## Begin Material
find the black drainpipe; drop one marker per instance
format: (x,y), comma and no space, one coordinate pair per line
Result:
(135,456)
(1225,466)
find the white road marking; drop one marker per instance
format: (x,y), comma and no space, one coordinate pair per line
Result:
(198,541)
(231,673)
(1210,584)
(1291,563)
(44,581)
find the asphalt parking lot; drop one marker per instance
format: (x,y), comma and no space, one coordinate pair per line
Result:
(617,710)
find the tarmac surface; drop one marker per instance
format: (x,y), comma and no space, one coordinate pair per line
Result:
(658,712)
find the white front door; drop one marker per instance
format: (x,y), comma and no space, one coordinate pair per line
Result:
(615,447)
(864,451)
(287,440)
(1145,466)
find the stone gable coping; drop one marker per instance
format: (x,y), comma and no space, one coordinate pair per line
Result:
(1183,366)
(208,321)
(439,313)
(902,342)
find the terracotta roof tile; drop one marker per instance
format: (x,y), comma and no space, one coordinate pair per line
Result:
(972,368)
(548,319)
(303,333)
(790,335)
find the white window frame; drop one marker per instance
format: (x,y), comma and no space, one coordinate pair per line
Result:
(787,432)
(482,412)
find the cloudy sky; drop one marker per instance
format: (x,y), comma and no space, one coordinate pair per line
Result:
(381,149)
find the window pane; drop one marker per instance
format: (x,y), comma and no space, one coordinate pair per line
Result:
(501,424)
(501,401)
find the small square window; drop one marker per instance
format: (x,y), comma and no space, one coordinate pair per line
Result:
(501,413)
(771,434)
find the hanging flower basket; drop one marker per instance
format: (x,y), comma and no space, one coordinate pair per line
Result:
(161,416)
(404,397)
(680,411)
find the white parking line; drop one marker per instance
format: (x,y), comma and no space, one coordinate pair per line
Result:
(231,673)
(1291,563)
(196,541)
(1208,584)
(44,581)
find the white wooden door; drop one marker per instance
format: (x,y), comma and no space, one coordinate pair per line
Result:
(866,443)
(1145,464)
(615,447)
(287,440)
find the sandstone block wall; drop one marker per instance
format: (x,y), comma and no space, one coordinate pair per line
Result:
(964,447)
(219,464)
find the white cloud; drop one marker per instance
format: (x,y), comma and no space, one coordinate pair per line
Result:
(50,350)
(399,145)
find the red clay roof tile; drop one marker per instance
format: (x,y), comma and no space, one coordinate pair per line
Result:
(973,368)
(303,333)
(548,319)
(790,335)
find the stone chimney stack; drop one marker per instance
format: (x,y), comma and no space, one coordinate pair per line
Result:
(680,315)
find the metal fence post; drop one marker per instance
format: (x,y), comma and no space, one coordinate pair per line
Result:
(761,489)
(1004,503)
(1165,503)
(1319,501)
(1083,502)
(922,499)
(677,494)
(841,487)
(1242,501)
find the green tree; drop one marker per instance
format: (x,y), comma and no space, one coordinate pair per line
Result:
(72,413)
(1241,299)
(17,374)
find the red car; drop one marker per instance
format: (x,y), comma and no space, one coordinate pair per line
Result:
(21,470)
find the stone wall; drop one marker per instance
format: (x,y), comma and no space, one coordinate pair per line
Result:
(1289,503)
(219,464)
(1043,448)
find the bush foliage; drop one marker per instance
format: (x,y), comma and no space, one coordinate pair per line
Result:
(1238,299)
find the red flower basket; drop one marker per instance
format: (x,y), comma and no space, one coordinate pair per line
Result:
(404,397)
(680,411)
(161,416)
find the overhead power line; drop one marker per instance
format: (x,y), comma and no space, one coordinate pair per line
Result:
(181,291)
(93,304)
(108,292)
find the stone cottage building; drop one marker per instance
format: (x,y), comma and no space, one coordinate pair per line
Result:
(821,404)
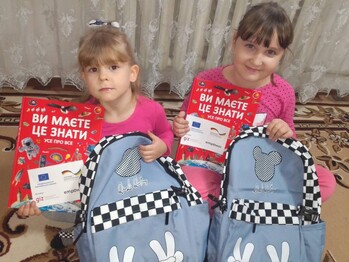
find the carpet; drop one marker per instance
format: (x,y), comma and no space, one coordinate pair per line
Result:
(321,124)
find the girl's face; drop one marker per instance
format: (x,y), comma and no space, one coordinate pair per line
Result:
(254,64)
(110,83)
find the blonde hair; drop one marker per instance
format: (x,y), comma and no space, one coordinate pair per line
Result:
(106,45)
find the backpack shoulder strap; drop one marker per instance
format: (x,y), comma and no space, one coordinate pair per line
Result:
(311,203)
## End Material
● Your task
Write out every line of the entries above as a JSON list of strings, one string per line and no blank lines. Leave out the pictures.

● Problem solution
[
  "find the black drainpipe; drop one marker per instance",
  "format: (x,y), comma and no space, one coordinate pair per line",
  "Result:",
  "(135,456)",
  "(1225,466)",
  "find the white road marking; drop one marker per instance",
  "format: (x,y), comma and no space, one coordinate pair per line",
  "Result:",
  "(198,541)",
  "(231,673)",
  "(1210,584)",
  "(1291,563)",
  "(44,581)",
  "find the asphalt parking lot; drop one marker per instance",
  "format: (x,y), comma and no space, one coordinate pair per line",
  "Result:",
  "(617,710)",
  "find the tarmac surface; drop one marker per instance",
  "format: (x,y), comma and no space, one coordinate pair per line",
  "Result:",
  "(658,712)",
  "find the white front door; drop one marker per instance",
  "format: (x,y), comma and no space, one coordinate pair per line",
  "Result:",
  "(615,447)",
  "(864,451)",
  "(287,440)",
  "(1145,466)",
  "find the stone gable coping; drop one marker per instance",
  "format: (x,y), comma and no space, one coordinate pair per line",
  "Result:",
  "(1183,366)",
  "(208,321)",
  "(439,313)",
  "(902,342)",
  "find the terracotta roof tile; drop one marker per instance",
  "format: (x,y), comma and no space, one coordinate pair per line",
  "Result:",
  "(972,368)",
  "(548,319)",
  "(303,333)",
  "(790,335)",
  "find the white window frame; drop one marker per instance",
  "format: (x,y), comma and no space, one coordinate pair per line",
  "Result:",
  "(787,432)",
  "(482,412)",
  "find the cloudy sky; drop one marker per instance",
  "format: (x,y), comma and no space, one coordinate pair per line",
  "Result:",
  "(381,149)",
  "find the window pane; drop one marker per instance",
  "format: (x,y), comma and no space, one coordinate pair per line",
  "Result:",
  "(501,424)",
  "(501,401)",
  "find the small square window; drop one marker per instance",
  "format: (x,y), comma and no space, one coordinate pair per line",
  "Result:",
  "(501,413)",
  "(771,434)",
  "find the hanging flower basket; drop one marker per instance",
  "format: (x,y), comma and no space, one coordinate pair per line",
  "Result:",
  "(161,416)",
  "(404,397)",
  "(680,411)",
  "find the white parking line; drop one marker per instance",
  "format: (x,y), comma and no space, one coordinate pair per line",
  "Result:",
  "(231,673)",
  "(1291,563)",
  "(196,541)",
  "(1208,584)",
  "(44,581)",
  "find the white wooden door; drop one marker per instance",
  "format: (x,y), comma and no space, one coordinate pair per line",
  "Result:",
  "(866,443)",
  "(1145,464)",
  "(615,447)",
  "(287,440)",
  "find the sandstone block wall; drop one marker per instance",
  "format: (x,y), comma and no space, one coordinate pair per line",
  "Result:",
  "(964,447)",
  "(219,464)",
  "find the white cloud; drop one marker per instance",
  "format: (x,y), comma and no space, one coordinate pair per line",
  "Result:",
  "(50,350)",
  "(399,145)",
  "find the red clay roof tile; drop one marker per instance",
  "format: (x,y), comma and no space, one coordinate pair per line",
  "Result:",
  "(973,368)",
  "(303,333)",
  "(548,319)",
  "(790,335)",
  "find the stone chimney stack; drop one marker per instance",
  "format: (x,y), comma and no space, one coordinate pair per line",
  "Result:",
  "(680,315)",
  "find the metal fence post; drop one marker per instance",
  "format: (x,y), comma and no space, one coordinate pair per line",
  "Result:",
  "(761,489)",
  "(1004,503)",
  "(1165,503)",
  "(1319,501)",
  "(1083,502)",
  "(922,499)",
  "(677,494)",
  "(841,487)",
  "(1242,501)",
  "find the green tree; drop one marker per instance",
  "format: (x,y), comma and no space, one coordinate pair per line",
  "Result:",
  "(72,413)",
  "(1241,299)",
  "(17,374)",
  "find the red car; drop one marker per instance",
  "format: (x,y), comma and no space, one coordinate pair per line",
  "Result:",
  "(21,470)",
  "find the stone wall; drop one marker per instance",
  "format: (x,y), comma and no space, one coordinate pair per line",
  "Result:",
  "(1289,503)",
  "(219,464)",
  "(1043,448)",
  "find the bush foliage; drop one marker per instance",
  "format: (x,y), comma and no space, one coordinate pair per line",
  "Result:",
  "(1238,299)",
  "find the red flower basket; drop one marker per instance",
  "format: (x,y), comma and no space, one coordinate pair per line",
  "Result:",
  "(404,397)",
  "(680,411)",
  "(161,416)",
  "find the overhead power line; drop one marker per instance",
  "format: (x,y), comma and no space, one coordinate pair per line",
  "Result:",
  "(181,291)",
  "(93,304)",
  "(108,292)",
  "find the stone cottage building; drop one marker per instance",
  "format: (x,y), comma and no space, one coordinate pair per line",
  "Result:",
  "(821,404)",
  "find the carpet; drop one marker per instance",
  "format: (x,y), comma and no space, one coordinate pair per line",
  "Result:",
  "(321,124)",
  "find the girl's face; drop one marker per instance",
  "format: (x,y), comma and no space, one coordinate pair per line",
  "Result:",
  "(254,64)",
  "(110,83)",
  "find the blonde hair; drop one marker per instance",
  "format: (x,y), comma and no space, one coordinate pair per line",
  "Result:",
  "(106,45)",
  "find the backpack shoulder strap; drop one marker per instance",
  "format: (x,y), comma and no space, one coordinate pair per line",
  "Result:",
  "(311,203)"
]